» What to do
Can you reproduce the following lines word for word, with nothing added, dropped, or altered?

» Exercise material

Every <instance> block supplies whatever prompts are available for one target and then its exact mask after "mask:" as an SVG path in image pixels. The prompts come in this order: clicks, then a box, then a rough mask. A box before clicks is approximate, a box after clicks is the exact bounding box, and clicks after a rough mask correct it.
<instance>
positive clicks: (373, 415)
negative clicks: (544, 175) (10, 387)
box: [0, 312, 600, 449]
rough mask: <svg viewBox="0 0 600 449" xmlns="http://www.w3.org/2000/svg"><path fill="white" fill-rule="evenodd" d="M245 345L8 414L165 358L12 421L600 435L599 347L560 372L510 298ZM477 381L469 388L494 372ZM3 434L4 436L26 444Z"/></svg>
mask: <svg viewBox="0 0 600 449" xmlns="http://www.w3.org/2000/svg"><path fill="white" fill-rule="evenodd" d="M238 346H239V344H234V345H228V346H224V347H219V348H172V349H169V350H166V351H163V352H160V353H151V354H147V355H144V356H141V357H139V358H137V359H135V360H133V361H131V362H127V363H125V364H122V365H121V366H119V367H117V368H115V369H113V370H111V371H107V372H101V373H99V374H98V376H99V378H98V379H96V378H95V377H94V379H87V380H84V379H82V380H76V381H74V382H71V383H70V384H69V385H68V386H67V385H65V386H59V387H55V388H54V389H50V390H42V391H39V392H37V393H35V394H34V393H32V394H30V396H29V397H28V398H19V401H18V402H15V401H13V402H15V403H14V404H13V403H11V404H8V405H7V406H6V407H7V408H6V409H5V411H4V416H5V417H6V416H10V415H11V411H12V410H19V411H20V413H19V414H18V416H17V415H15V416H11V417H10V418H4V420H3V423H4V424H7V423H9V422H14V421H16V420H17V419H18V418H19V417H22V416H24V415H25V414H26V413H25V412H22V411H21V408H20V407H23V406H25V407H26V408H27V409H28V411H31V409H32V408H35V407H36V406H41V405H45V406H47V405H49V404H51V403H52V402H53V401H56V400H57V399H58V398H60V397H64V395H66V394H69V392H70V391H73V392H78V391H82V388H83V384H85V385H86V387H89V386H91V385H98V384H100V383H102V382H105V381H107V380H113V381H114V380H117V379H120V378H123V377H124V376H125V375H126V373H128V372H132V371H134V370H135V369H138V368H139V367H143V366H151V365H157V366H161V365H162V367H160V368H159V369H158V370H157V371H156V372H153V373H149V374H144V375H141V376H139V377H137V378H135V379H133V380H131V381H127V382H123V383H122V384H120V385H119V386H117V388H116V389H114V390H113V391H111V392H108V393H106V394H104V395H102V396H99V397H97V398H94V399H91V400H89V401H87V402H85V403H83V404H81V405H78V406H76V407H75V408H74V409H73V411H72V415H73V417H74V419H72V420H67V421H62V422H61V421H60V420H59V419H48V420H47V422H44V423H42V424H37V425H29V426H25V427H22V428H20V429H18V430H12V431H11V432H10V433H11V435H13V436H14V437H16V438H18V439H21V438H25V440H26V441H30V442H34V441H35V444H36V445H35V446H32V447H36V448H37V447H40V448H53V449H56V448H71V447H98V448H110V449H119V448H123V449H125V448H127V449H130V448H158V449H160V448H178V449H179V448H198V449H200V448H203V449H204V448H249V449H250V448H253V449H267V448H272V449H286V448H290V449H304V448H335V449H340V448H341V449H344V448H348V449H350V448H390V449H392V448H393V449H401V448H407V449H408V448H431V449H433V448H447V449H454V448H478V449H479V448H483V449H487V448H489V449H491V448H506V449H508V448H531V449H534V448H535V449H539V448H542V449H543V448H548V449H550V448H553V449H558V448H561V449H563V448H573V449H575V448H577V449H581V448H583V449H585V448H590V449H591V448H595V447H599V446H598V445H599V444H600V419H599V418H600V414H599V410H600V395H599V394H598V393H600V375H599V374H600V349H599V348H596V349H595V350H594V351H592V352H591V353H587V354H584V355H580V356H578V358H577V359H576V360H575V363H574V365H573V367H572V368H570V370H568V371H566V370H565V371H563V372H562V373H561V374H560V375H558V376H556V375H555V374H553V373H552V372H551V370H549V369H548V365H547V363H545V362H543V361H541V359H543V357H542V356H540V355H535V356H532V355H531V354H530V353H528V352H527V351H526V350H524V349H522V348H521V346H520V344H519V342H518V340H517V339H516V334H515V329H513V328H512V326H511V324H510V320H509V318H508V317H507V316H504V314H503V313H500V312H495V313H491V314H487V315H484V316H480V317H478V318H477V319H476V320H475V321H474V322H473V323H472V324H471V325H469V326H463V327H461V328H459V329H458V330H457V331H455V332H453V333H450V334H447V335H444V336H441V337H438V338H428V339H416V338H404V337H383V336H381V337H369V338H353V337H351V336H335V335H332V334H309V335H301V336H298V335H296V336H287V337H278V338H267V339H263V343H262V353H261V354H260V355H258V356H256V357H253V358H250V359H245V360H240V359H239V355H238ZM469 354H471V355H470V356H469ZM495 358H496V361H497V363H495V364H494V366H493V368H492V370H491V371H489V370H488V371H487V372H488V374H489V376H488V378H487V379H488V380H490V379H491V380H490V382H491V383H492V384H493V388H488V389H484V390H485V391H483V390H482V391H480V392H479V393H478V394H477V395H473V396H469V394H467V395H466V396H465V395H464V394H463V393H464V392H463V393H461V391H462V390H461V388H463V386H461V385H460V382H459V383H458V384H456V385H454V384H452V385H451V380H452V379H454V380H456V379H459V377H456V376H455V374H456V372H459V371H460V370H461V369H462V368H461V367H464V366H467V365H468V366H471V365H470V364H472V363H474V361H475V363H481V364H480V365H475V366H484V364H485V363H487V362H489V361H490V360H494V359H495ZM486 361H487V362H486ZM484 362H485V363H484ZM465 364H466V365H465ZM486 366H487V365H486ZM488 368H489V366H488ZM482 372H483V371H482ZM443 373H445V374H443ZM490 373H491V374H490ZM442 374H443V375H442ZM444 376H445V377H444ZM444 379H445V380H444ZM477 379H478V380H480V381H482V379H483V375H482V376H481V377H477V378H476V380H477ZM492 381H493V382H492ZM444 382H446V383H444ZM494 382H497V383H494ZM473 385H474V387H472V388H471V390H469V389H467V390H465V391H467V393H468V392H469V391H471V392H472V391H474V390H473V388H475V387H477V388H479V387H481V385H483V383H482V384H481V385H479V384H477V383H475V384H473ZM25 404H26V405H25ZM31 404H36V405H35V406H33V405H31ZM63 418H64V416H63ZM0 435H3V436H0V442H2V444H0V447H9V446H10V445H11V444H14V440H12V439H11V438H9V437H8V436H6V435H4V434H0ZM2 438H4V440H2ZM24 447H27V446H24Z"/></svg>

» Output for this task
Every <instance> block supplies whatever prompts are available for one target and then its exact mask after "mask:" as an SVG path in image pixels. The prompts come in this order: clicks, then a box, then a rough mask. A box before clicks is approximate, a box after clicks is the exact bounding box, and clicks after a rough mask correct it.
<instance>
positive clicks: (373, 415)
negative clicks: (544, 175) (10, 387)
box: [0, 312, 600, 449]
rough mask: <svg viewBox="0 0 600 449" xmlns="http://www.w3.org/2000/svg"><path fill="white" fill-rule="evenodd" d="M245 345L8 414L165 358L12 421L600 435L599 347L560 372L510 298ZM477 381L469 388L494 372ZM3 434L4 436L26 444Z"/></svg>
mask: <svg viewBox="0 0 600 449" xmlns="http://www.w3.org/2000/svg"><path fill="white" fill-rule="evenodd" d="M238 346H239V344H234V345H228V346H224V347H219V348H172V349H169V350H166V351H163V352H160V353H151V354H147V355H144V356H141V357H139V358H137V359H135V360H133V361H131V362H127V363H125V364H122V365H121V366H119V367H117V368H115V369H113V370H111V371H107V372H101V373H99V374H98V376H99V378H98V379H96V378H95V377H94V379H87V380H84V379H82V380H76V381H74V382H71V383H70V384H69V385H68V386H67V385H65V386H59V387H55V388H54V389H50V390H42V391H39V392H37V393H35V394H34V393H32V394H30V396H29V397H28V398H19V401H18V402H15V401H13V402H15V403H14V404H13V403H11V404H8V405H7V406H6V407H7V408H6V409H5V411H4V416H5V417H6V416H10V415H11V411H12V410H19V411H20V413H19V414H18V416H17V415H15V416H11V417H10V418H4V420H3V423H4V424H7V423H9V422H14V421H16V420H17V419H18V418H19V417H22V416H24V415H25V414H26V413H25V412H22V411H21V408H20V407H23V406H25V407H26V408H27V409H28V411H31V409H32V408H35V407H36V406H41V405H45V406H47V405H49V404H51V403H52V402H53V401H56V400H57V399H58V398H60V397H64V395H66V394H69V392H70V391H73V392H78V391H82V388H83V384H85V385H86V387H89V386H91V385H98V384H100V383H102V382H105V381H107V380H113V381H114V380H117V379H120V378H123V377H124V376H125V375H126V373H128V372H132V371H134V370H135V369H138V368H139V367H143V366H151V365H157V366H161V365H162V367H160V368H159V369H158V370H157V371H156V372H153V373H149V374H144V375H141V376H139V377H137V378H135V379H133V380H131V381H127V382H123V383H122V384H120V385H119V386H117V388H116V389H114V390H113V391H111V392H108V393H106V394H104V395H102V396H99V397H97V398H94V399H91V400H89V401H87V402H85V403H83V404H81V405H78V406H76V407H75V408H74V409H73V411H72V415H73V417H74V419H72V420H67V421H62V422H61V421H60V420H59V419H48V420H47V422H44V423H42V424H37V425H29V426H25V427H22V428H20V429H18V430H12V431H11V432H10V433H11V435H13V436H14V437H16V438H18V439H21V438H25V440H26V441H30V442H34V441H35V444H36V445H35V446H32V447H36V448H37V447H40V448H53V449H56V448H71V447H98V448H110V449H119V448H123V449H125V448H127V449H130V448H158V449H160V448H178V449H179V448H198V449H200V448H203V449H204V448H249V449H250V448H253V449H267V448H272V449H286V448H290V449H304V448H335V449H340V448H341V449H344V448H348V449H350V448H390V449H392V448H393V449H401V448H407V449H408V448H431V449H433V448H447V449H454V448H478V449H479V448H483V449H487V448H489V449H491V448H506V449H508V448H531V449H534V448H535V449H539V448H542V449H543V448H548V449H550V448H553V449H558V448H561V449H563V448H573V449H575V448H577V449H581V448H583V449H585V448H590V449H591V448H595V447H599V446H598V445H599V444H600V419H599V418H600V414H599V410H600V395H599V394H598V393H600V375H599V374H600V349H599V348H596V349H595V350H594V351H592V352H591V353H587V354H584V355H580V356H578V358H577V359H576V360H575V363H574V365H573V367H572V368H570V370H568V371H566V370H565V371H563V372H562V373H561V374H560V375H558V376H556V375H555V374H553V373H552V372H551V370H549V369H548V365H547V363H545V362H543V361H541V359H543V357H542V356H540V355H535V356H532V355H531V354H530V353H528V352H527V351H526V350H524V349H522V348H521V346H520V344H519V342H518V340H517V339H516V334H515V329H513V328H512V326H511V324H510V320H509V318H508V317H507V316H504V314H503V313H500V312H495V313H491V314H487V315H484V316H480V317H478V318H477V319H476V320H475V321H474V322H473V323H472V324H471V325H469V326H463V327H461V328H459V329H458V330H457V331H455V332H453V333H450V334H447V335H444V336H441V337H438V338H428V339H416V338H404V337H383V336H381V337H369V338H353V337H351V336H335V335H332V334H309V335H301V336H298V335H296V336H287V337H278V338H267V339H263V343H262V353H261V354H260V355H258V356H256V357H253V358H250V359H245V360H240V359H239V355H238ZM469 354H471V355H470V356H469ZM495 358H496V361H497V363H495V364H494V366H493V368H492V370H491V371H489V370H488V371H487V372H488V374H489V376H488V378H487V379H488V380H490V379H491V380H490V382H491V383H492V384H493V388H488V389H484V390H485V391H483V390H482V391H480V392H479V393H478V394H477V395H473V396H469V394H467V395H466V396H465V395H464V394H463V393H464V392H463V393H461V391H462V390H461V388H463V386H461V385H460V382H459V383H458V384H456V385H454V384H452V385H451V380H452V379H454V380H456V379H459V377H456V376H455V374H456V372H459V371H460V370H461V369H462V368H461V367H464V366H467V365H468V366H471V365H470V364H472V363H474V361H475V363H481V364H480V365H475V366H484V364H485V363H487V362H489V361H490V360H494V359H495ZM486 361H487V362H486ZM484 362H485V363H484ZM465 364H466V365H465ZM486 366H487V365H486ZM488 368H489V366H488ZM482 372H483V371H482ZM443 373H445V374H443ZM490 373H491V374H490ZM442 374H443V375H442ZM444 376H445V377H444ZM444 379H445V380H444ZM477 379H478V380H480V381H482V379H483V375H482V376H481V377H477V378H476V380H477ZM492 381H493V382H492ZM444 382H446V383H444ZM494 382H497V383H494ZM473 385H474V387H472V388H471V390H469V389H467V390H465V391H467V393H468V392H469V391H471V392H472V391H474V390H473V388H475V387H477V388H479V387H481V385H483V383H482V384H481V385H479V384H477V383H475V384H473ZM25 404H26V405H25ZM31 404H36V405H35V406H33V405H31ZM63 418H64V416H63ZM0 435H3V436H0V442H2V444H0V447H9V446H10V445H11V444H14V440H12V439H11V438H9V437H8V436H6V435H4V434H0ZM2 438H4V440H2ZM24 447H27V446H24Z"/></svg>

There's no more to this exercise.